(Coordinate annotation entries)
--

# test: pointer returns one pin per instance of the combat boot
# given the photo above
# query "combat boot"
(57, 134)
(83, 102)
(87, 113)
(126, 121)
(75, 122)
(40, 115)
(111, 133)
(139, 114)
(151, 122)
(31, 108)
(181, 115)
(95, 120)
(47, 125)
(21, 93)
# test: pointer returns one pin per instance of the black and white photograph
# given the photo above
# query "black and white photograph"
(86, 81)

--

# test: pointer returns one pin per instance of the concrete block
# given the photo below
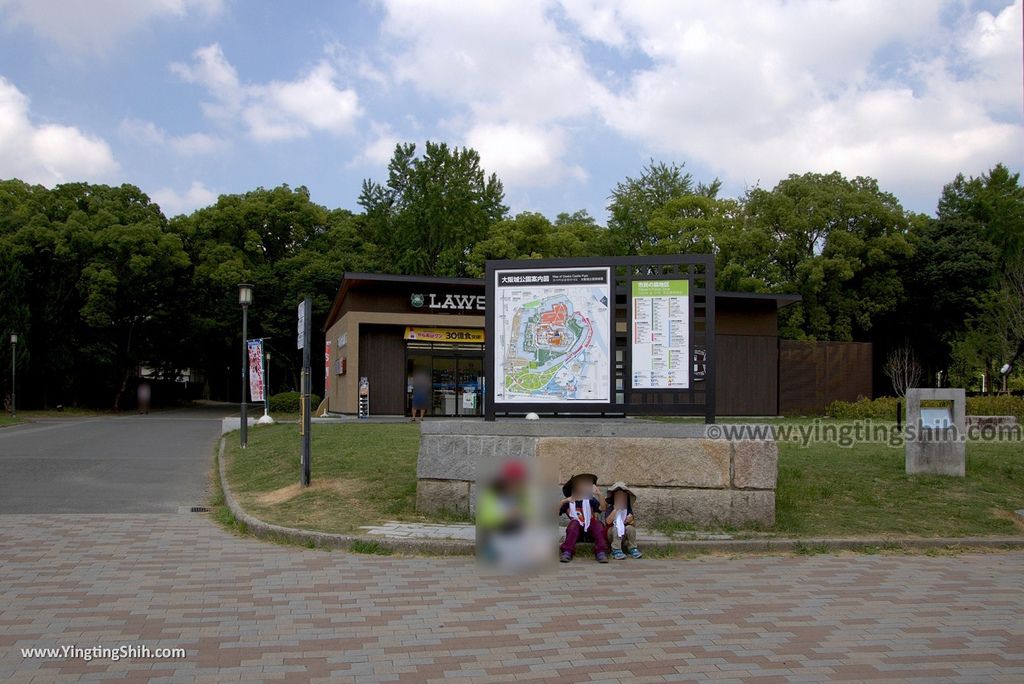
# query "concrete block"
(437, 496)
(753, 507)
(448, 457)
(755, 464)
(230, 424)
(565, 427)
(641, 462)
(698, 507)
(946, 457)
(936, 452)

--

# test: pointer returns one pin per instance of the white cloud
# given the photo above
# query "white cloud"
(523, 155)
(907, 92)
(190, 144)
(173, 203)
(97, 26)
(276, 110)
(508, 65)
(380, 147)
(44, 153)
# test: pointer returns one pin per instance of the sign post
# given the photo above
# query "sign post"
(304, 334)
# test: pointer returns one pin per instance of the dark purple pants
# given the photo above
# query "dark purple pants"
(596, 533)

--

[Problem description] How many lines of the listing contain the word "combat"? Reply with the number alone.

[The solution] 2